### EXERCISE DIRECTIONS:
The records below need copying. Match each line exactly.

### Stored data:
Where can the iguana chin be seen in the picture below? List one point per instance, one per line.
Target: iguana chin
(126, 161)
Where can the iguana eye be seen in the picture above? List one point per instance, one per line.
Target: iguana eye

### EXPECTED OUTPUT:
Where can the iguana chin be seen in the picture below? List one point per instance, one per line.
Target: iguana chin
(126, 161)
Where can the iguana eye be seen in the picture above? List one point per instance, one per line.
Target: iguana eye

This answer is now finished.